→ **Work instructions**
Each line below is to be set down again exactly.

Dataset entries
┌──

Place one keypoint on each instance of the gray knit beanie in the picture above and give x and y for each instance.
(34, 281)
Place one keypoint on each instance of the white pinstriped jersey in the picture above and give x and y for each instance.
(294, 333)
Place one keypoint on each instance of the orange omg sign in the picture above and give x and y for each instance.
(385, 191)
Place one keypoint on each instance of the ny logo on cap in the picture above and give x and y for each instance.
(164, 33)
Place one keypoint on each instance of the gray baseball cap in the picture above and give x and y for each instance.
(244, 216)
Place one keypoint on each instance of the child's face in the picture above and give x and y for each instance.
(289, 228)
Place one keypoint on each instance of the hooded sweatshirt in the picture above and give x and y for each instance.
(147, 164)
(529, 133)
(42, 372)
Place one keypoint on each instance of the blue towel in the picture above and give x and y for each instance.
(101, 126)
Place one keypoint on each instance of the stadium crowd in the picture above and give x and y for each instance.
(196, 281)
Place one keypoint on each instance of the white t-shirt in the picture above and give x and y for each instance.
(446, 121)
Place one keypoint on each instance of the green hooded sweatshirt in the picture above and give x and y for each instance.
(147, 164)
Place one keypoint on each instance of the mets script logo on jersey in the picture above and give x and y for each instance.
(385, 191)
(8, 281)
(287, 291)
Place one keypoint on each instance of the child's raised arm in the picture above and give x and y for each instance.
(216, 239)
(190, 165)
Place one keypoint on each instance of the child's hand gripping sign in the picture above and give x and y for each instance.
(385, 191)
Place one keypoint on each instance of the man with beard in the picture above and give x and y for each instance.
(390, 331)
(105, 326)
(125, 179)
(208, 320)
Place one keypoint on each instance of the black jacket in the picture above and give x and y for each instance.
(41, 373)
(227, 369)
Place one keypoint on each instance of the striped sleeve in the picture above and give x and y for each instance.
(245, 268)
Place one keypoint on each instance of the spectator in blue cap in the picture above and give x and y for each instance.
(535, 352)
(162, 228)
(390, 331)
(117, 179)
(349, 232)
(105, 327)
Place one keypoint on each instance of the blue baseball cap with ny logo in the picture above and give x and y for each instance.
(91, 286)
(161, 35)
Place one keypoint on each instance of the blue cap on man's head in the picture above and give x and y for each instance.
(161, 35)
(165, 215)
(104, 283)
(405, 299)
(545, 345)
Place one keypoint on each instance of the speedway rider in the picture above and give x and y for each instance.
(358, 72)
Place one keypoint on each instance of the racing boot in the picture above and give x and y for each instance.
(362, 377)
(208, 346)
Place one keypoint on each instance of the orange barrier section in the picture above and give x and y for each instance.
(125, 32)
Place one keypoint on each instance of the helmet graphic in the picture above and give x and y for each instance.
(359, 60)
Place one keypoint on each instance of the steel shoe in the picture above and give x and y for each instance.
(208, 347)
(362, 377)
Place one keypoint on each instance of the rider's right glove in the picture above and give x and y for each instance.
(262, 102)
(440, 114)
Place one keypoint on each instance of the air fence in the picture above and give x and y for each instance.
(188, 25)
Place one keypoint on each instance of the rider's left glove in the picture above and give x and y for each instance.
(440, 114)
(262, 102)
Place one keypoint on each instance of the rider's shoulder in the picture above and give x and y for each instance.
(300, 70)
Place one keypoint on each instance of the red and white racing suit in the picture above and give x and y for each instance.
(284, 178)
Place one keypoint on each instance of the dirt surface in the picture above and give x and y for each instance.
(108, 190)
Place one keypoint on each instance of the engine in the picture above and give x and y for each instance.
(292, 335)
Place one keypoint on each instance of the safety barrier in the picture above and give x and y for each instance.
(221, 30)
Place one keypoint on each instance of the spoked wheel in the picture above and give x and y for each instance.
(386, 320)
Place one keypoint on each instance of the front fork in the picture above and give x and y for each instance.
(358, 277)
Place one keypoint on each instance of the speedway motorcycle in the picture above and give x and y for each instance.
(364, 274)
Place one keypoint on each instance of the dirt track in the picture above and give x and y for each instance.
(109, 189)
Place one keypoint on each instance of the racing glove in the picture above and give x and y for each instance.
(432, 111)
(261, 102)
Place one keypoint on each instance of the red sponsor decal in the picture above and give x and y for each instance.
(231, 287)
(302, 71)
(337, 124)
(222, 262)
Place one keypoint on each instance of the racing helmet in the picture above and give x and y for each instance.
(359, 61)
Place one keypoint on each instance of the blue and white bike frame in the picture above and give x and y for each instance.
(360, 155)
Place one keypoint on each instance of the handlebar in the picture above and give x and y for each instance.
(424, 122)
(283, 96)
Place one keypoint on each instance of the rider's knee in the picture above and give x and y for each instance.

└──

→ **Exercise solution**
Place one keypoint on each instance of the gray knit beanie in the picture above and give x and y for each instance.
(34, 281)
Place one keypoint on each instance of the white pinstriped jersey in the picture above and give x and y for each instance.
(294, 333)
Place one keypoint on each instance of the orange omg sign in the picture above and give x and y for each instance.
(385, 191)
Place one keypoint on each instance of the ny logo on cap in the picture above and give x and y for each instance.
(164, 33)
Place one keypoint on each instance of the gray baseball cap in the picture above and give x and y for each instance.
(244, 216)
Place one keypoint on each instance of the child's face in the picture above and give x and y for each instance.
(289, 228)
Place one keypoint on each instance of the hooded sweatshirt in the picture above and give x and y for each instance.
(147, 164)
(529, 133)
(42, 372)
Place one keypoint on each instance of the blue towel in the picture above and give x and y for each instance.
(101, 126)
Place one keypoint on each instance of the stadium crowd in the picture above and give x and y for each instance.
(196, 281)
Place one keypoint on each instance of the white t-shirt in the picture above and give x and y for each instance.
(446, 121)
Place one keypoint on each instance of the green hooded sweatshirt in the picture above and give x and y for each instance.
(147, 164)
Place one keypoint on each instance of the mets script logo on jersey in the picture above and give x and y for each instance.
(385, 191)
(8, 281)
(287, 291)
Place one keypoint on each instance of the child's raised arm in the picture above and give x and y for each instance.
(216, 239)
(190, 165)
Place one keypoint on each instance of the child's hand gripping sign in the picture above and give x and y for each instance.
(385, 191)
Place one keypoint on each instance of the man with beard in the picture above and give x and y for each instance.
(390, 331)
(105, 326)
(125, 179)
(208, 320)
Place one keypoint on each instance of the black jacket in the picture above and give x and y for each instance.
(41, 373)
(227, 369)
Place one keypoint on each instance of the striped sleeve in the picture above and give x and y for each instance.
(245, 268)
Place one keypoint on each instance of the spectator in blue cap in the picture above and give x and y for each instance.
(535, 352)
(162, 228)
(390, 331)
(117, 179)
(349, 232)
(105, 327)
Place one keypoint on each instance of the blue baseball cap with ny logo in the picture above and give x and y for each instance.
(91, 286)
(161, 35)
Place one keypoint on each instance of the blue cap on man's head in the picture above and give x and y for each instance.
(161, 35)
(165, 215)
(104, 283)
(405, 299)
(545, 345)
Place one keypoint on each instance of the speedway rider in the picture above and give x and y for each instance.
(358, 72)
Place one keypoint on each instance of the racing boot in the picture above and give x and y for each instance.
(362, 377)
(208, 346)
Place one keypoint on each instance of the orange barrier section in the picture above and give x and y for each instance.
(125, 32)
Place one keypoint on each instance of the helmet graphic in the picture above and give x and y for each instance.
(359, 60)
Place one keypoint on each instance of the steel shoe in the picture above and give x and y for each instance.
(208, 347)
(362, 377)
Place one keypoint on each instance of the rider's right glove in the picture above and give x and y for each instance.
(262, 102)
(440, 114)
Place one keypoint on each instance of the air fence in the picture above and give x and y for each instance.
(188, 25)
Place one keypoint on each instance of the rider's left glove in the picture above and give x and y for each instance.
(440, 114)
(262, 102)
Place one keypoint on each instance of the rider's shoulder in the picture above and give x and y for each instance.
(300, 70)
Place one keypoint on each instance of the red and white racing suit in the picture above and give x and y for each instance.
(284, 178)
Place one keypoint on each instance of the dirt surface in the picture above and give x and y for each instance.
(108, 190)
Place one keypoint on each instance of the engine in the picture above and give x and y for each instance.
(292, 335)
Place one keypoint on each instance of the safety barrier in the picture above and give x and y for each instance.
(221, 30)
Place one keypoint on each instance of the spoked wheel in the picture above and give x and y for each instance.
(386, 320)
Place one keypoint on each instance of the front fork in the picture above and give x and y for each instance.
(358, 277)
Place one keypoint on each instance of the speedway motorcycle in the picture above and give x and y for each instance.
(364, 274)
Place one keypoint on each instance of the dirt track in the picture above and give x and y for each instance.
(109, 189)
Place one keypoint on each instance of the racing glove in the picture above and give x and y for each instance.
(432, 111)
(261, 102)
Place one keypoint on each instance of the red sponsor decal in the picture above and give x and y for each instance.
(231, 287)
(302, 71)
(337, 124)
(222, 262)
Place one keypoint on each instance of the racing helmet in the picture above and give x and y for each instance.
(359, 61)
Place one keypoint on each instance of the blue and white bike frame in the picture above and give x and y for each instance.
(360, 155)
Place one keypoint on each instance of the handlebar in the picture above and give x and y for each instance.
(424, 122)
(283, 96)
Place one keypoint on each instance of the rider's knee in the picture above and give x and y for each instance.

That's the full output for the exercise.